**SHORT EXERCISE**
Reproduce everything from the line containing "The service SHOULD place a point on the bronze" down to the end of the material, copying the request lines unchanged, including the pixel pairs inside them. Scale every pixel coordinate in the answers by 1.2, and round each result to a whole number, with halves rounded up.

**Dataset excerpts on pointing to objects**
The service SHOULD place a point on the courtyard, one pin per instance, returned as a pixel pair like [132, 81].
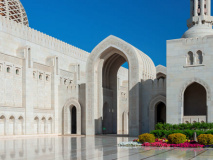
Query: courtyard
[90, 147]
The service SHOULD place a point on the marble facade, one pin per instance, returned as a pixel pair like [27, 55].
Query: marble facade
[51, 87]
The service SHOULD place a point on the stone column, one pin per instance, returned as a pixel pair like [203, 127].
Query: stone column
[208, 7]
[191, 8]
[195, 7]
[28, 91]
[55, 82]
[202, 7]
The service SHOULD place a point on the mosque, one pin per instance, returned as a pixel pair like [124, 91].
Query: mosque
[50, 87]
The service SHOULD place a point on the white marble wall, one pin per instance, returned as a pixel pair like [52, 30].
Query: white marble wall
[180, 74]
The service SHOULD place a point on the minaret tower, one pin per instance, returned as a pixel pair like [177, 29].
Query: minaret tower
[200, 21]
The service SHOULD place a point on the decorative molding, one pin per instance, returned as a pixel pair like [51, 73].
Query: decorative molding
[41, 39]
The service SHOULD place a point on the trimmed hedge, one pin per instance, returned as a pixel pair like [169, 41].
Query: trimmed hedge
[176, 138]
[205, 139]
[183, 126]
[146, 137]
[188, 133]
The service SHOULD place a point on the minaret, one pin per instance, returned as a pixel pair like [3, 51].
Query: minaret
[200, 10]
[200, 21]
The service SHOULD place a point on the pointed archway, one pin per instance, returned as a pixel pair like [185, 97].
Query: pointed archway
[140, 66]
[72, 117]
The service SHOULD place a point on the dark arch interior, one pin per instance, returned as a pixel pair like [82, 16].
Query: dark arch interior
[109, 83]
[73, 120]
[107, 119]
[160, 113]
[195, 100]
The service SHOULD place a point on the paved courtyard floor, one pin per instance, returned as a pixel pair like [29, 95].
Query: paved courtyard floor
[86, 148]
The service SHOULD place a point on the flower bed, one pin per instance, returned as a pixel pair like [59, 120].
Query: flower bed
[164, 143]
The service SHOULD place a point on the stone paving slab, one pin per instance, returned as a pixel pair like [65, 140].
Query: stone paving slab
[91, 148]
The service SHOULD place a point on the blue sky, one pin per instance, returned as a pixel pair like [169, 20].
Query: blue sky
[146, 24]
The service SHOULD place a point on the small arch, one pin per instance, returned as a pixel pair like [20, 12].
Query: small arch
[40, 76]
[49, 125]
[17, 72]
[195, 100]
[11, 125]
[2, 125]
[34, 74]
[43, 125]
[8, 69]
[67, 116]
[152, 110]
[36, 125]
[20, 125]
[182, 91]
[125, 123]
[47, 78]
[199, 57]
[190, 58]
[107, 119]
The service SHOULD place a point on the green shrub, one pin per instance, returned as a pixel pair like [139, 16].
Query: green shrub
[159, 126]
[146, 137]
[205, 139]
[188, 133]
[176, 138]
[183, 126]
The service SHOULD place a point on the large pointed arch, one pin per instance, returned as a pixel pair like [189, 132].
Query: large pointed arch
[152, 109]
[94, 66]
[181, 95]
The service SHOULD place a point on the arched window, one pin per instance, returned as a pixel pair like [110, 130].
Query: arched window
[195, 100]
[17, 71]
[40, 76]
[199, 57]
[47, 77]
[190, 58]
[8, 69]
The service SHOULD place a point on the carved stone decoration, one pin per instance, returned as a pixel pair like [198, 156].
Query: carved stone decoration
[66, 113]
[138, 63]
[189, 82]
[181, 95]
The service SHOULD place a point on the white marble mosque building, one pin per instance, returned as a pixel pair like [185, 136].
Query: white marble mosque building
[50, 87]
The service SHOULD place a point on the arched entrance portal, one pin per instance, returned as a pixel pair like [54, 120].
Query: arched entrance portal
[157, 111]
[107, 119]
[160, 113]
[102, 67]
[195, 103]
[72, 117]
[73, 121]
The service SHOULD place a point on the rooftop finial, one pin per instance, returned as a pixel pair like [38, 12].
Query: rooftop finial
[200, 21]
[200, 9]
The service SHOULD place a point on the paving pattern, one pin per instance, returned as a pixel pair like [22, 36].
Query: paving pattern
[90, 148]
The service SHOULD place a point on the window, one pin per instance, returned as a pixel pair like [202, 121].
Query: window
[190, 58]
[8, 69]
[34, 74]
[47, 77]
[17, 72]
[199, 57]
[40, 76]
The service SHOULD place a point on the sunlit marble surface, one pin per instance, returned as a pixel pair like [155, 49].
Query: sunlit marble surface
[97, 148]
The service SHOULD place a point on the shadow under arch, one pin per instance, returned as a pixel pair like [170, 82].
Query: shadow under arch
[181, 96]
[94, 93]
[152, 110]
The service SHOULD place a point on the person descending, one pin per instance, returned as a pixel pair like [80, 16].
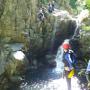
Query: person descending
[51, 7]
[41, 16]
[88, 73]
[69, 60]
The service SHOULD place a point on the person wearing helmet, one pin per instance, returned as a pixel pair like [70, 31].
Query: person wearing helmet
[69, 63]
[88, 73]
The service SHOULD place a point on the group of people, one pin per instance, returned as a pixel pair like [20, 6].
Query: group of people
[70, 63]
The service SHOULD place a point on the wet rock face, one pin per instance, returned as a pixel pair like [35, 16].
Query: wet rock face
[64, 30]
[10, 62]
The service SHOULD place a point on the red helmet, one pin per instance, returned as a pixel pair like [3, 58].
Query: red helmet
[66, 46]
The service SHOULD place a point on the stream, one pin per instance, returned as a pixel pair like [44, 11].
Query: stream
[49, 78]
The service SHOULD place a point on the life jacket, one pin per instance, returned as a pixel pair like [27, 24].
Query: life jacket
[70, 59]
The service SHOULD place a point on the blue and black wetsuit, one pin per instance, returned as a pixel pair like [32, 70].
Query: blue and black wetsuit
[70, 59]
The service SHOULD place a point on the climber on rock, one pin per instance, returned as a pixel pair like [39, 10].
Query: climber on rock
[69, 63]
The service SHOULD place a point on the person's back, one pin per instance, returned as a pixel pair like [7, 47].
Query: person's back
[69, 61]
[88, 73]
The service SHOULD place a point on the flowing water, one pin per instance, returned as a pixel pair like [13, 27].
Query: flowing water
[49, 79]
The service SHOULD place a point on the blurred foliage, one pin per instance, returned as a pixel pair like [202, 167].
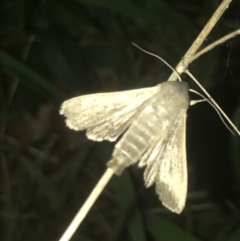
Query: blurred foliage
[56, 49]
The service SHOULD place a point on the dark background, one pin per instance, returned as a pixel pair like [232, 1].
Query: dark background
[54, 50]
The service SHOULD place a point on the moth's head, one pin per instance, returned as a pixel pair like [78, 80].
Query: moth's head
[178, 92]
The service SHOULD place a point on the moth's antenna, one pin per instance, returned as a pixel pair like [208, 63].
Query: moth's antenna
[87, 205]
[158, 57]
[213, 102]
[215, 108]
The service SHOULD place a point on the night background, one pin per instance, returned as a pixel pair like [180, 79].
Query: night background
[58, 49]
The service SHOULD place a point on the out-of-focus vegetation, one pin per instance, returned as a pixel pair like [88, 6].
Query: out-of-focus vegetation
[56, 49]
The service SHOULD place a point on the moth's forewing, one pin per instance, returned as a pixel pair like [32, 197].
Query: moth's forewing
[171, 177]
[105, 115]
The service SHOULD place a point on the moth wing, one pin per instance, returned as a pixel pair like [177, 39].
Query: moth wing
[171, 178]
[105, 115]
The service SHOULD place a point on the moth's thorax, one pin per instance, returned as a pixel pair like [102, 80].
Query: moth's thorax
[157, 116]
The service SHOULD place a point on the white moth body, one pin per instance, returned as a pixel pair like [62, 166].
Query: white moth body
[154, 122]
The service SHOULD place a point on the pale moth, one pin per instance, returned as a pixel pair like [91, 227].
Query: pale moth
[153, 121]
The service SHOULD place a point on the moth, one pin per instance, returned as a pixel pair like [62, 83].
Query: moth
[153, 123]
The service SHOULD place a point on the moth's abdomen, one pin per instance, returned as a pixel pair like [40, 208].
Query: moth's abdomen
[137, 138]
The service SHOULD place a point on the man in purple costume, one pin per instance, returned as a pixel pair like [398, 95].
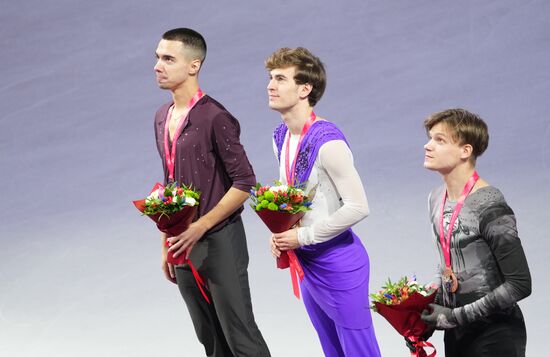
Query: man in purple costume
[208, 155]
[314, 151]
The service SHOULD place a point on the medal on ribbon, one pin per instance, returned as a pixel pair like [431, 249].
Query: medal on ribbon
[449, 278]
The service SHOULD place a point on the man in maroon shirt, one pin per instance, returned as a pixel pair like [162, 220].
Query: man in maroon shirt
[208, 155]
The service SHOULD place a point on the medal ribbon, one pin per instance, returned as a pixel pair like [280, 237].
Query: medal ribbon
[291, 173]
[446, 241]
[420, 344]
[171, 154]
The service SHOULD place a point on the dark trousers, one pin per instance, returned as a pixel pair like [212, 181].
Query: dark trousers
[226, 327]
[488, 339]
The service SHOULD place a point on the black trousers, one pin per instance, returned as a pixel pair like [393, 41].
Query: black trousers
[226, 327]
[502, 337]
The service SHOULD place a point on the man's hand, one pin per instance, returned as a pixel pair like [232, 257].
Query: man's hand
[184, 243]
[440, 317]
[166, 267]
[274, 250]
[286, 240]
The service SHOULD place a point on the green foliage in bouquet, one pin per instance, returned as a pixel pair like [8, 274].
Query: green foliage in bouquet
[395, 293]
[279, 197]
[171, 199]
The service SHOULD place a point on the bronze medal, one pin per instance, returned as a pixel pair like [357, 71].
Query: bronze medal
[450, 279]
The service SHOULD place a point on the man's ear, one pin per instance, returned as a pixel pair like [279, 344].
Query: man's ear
[305, 89]
[466, 151]
[194, 67]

**THE OUTPUT**
The service SHOULD place a point on the bronze medal, one pin per instance, returned as a pixel pair like [357, 71].
Query: bronze medal
[540, 335]
The service SHOULD place a point on the man's ear, one pin per instance, returned as a pixel pair like [279, 344].
Query: man's ear
[366, 107]
[559, 181]
[233, 80]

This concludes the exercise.